• Problem requirements: Return each line of the data below unchanged, please.

• The data:
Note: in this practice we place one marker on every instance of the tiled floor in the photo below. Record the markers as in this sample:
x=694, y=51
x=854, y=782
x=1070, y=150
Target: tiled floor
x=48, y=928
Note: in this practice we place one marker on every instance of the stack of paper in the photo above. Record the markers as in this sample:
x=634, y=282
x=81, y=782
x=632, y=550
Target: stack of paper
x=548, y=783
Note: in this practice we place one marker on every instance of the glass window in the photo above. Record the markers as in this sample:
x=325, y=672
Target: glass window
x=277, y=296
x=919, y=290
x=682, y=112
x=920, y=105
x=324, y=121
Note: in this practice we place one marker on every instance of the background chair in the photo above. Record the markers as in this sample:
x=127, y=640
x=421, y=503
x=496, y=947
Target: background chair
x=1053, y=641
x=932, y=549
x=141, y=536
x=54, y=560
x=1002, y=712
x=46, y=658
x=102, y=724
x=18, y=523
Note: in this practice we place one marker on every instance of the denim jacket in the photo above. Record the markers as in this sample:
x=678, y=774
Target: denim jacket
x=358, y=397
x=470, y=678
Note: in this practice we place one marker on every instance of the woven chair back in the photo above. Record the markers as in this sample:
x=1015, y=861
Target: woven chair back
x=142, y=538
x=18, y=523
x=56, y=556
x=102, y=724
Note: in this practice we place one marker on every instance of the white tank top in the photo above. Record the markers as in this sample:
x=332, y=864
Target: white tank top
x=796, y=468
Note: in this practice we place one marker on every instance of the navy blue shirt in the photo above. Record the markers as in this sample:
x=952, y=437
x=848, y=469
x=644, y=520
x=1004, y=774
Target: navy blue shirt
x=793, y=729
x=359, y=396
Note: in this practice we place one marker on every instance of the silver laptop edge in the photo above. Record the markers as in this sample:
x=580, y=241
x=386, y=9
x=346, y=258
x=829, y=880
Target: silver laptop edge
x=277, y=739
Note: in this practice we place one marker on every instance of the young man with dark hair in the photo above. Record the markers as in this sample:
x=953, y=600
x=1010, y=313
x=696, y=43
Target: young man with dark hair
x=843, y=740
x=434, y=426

• The completed task:
Note: in this practice we place one marker on every instance of the tiled floor in the photo below. Record the markers as in this sample:
x=694, y=51
x=854, y=782
x=1070, y=150
Target: tiled floor
x=48, y=928
Note: in this practice we place one marker on every instance of the stack of paper in the photo above. Record the markers as in this sample:
x=634, y=282
x=81, y=782
x=632, y=550
Target: stack of paper
x=548, y=783
Note: in this practice we place one marker on every instance of the glass window in the photo above. Record the markers as in this sample:
x=325, y=672
Target: glass window
x=277, y=296
x=919, y=290
x=682, y=112
x=920, y=105
x=324, y=121
Note: in this practice we place one marker on every instance of the background chair in the photo above. Record the markers as in this sample:
x=127, y=640
x=421, y=503
x=496, y=947
Target: background chair
x=1053, y=641
x=932, y=549
x=141, y=536
x=54, y=560
x=1002, y=712
x=46, y=658
x=102, y=724
x=18, y=523
Note: in this practice we place one marker on every instance of the denim jacket in the photo above. Record the markers as in this sample:
x=678, y=774
Target: denim jacket
x=358, y=397
x=470, y=678
Note: in this practice we place one marker on every instance of the woven chair back in the photo above. Record the markers as in this sample:
x=1015, y=861
Target: woven chair back
x=142, y=538
x=18, y=523
x=56, y=556
x=102, y=724
Note: in this practice we place one marker on every instance of the white tank top in the photo above. Record the markers as in this sample:
x=332, y=864
Target: white tank top
x=796, y=468
Note: in this practice we place one marker on every instance of the navy blue shirt in the photo above. Record the markers as in this sample:
x=952, y=437
x=848, y=469
x=644, y=520
x=1004, y=774
Target: navy blue shirt
x=793, y=729
x=359, y=396
Note: in this practice we place one marker on every instance of the silver laptop edge in the photo above. Record the markers as in this sample:
x=580, y=241
x=386, y=9
x=346, y=258
x=829, y=880
Target: silver laptop edge
x=277, y=739
Note: in this practice we place one marker on every instance of the young man with dark hair in the photo above. Record the markers as in this sample:
x=953, y=600
x=1010, y=313
x=696, y=43
Target: young man with dark hair
x=843, y=740
x=434, y=426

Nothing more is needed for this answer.